> Data:
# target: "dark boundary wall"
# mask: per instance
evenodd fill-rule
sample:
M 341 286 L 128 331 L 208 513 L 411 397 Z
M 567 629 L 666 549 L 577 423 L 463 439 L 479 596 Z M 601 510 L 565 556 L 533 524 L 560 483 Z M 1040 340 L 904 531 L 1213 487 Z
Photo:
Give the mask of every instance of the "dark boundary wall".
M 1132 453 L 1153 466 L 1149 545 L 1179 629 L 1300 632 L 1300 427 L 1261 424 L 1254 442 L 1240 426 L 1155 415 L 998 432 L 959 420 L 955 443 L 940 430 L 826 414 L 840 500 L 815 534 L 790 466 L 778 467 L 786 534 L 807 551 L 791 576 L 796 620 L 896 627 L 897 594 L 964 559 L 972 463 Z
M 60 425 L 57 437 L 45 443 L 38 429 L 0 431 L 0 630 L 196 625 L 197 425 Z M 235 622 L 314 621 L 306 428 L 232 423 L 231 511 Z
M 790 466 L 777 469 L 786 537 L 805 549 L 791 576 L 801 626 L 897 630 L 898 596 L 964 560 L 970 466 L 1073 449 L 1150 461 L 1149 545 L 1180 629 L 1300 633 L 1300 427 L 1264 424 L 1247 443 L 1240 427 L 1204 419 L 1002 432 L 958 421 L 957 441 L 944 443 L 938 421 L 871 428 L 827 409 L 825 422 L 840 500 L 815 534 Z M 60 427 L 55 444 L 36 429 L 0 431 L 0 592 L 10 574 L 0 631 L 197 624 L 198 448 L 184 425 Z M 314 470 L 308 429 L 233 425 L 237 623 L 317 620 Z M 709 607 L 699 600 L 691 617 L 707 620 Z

> Work to complete: Your task is to transcribe the line containing "M 341 286 L 128 331 L 208 513 L 411 397 Z" and every line after it, through the last line of the data, exactly as written and with nothing more.

> Task output:
M 341 286 L 128 331 L 208 513 L 411 397 Z
M 567 629 L 666 549 L 577 423 L 463 439 L 479 596 Z M 601 510 L 565 556 L 533 524 L 560 483 Z M 1040 340 L 904 531 L 1213 487 Z
Photo:
Give the mask of every instance of the "dark boundary wall".
M 1132 453 L 1153 466 L 1149 545 L 1179 629 L 1300 632 L 1300 427 L 1261 424 L 1254 442 L 1240 426 L 1155 415 L 998 432 L 959 420 L 955 443 L 940 430 L 826 414 L 840 500 L 815 534 L 790 466 L 778 467 L 786 534 L 807 551 L 791 576 L 796 620 L 896 627 L 897 594 L 964 559 L 972 463 Z
M 60 425 L 57 437 L 45 443 L 38 429 L 0 431 L 0 630 L 196 625 L 197 425 Z M 235 622 L 314 621 L 306 428 L 232 423 L 231 511 Z
M 790 466 L 777 469 L 786 537 L 805 549 L 791 576 L 801 626 L 897 630 L 898 596 L 964 560 L 970 466 L 1073 449 L 1150 461 L 1149 545 L 1180 629 L 1300 633 L 1300 427 L 1264 424 L 1247 443 L 1240 427 L 1204 419 L 1002 432 L 958 421 L 957 441 L 944 443 L 938 421 L 871 428 L 827 409 L 825 422 L 840 500 L 815 534 Z M 60 427 L 55 444 L 36 429 L 0 431 L 0 592 L 10 574 L 0 631 L 197 624 L 198 448 L 184 425 Z M 314 470 L 308 429 L 233 425 L 237 623 L 317 620 Z M 709 607 L 699 600 L 691 617 L 707 620 Z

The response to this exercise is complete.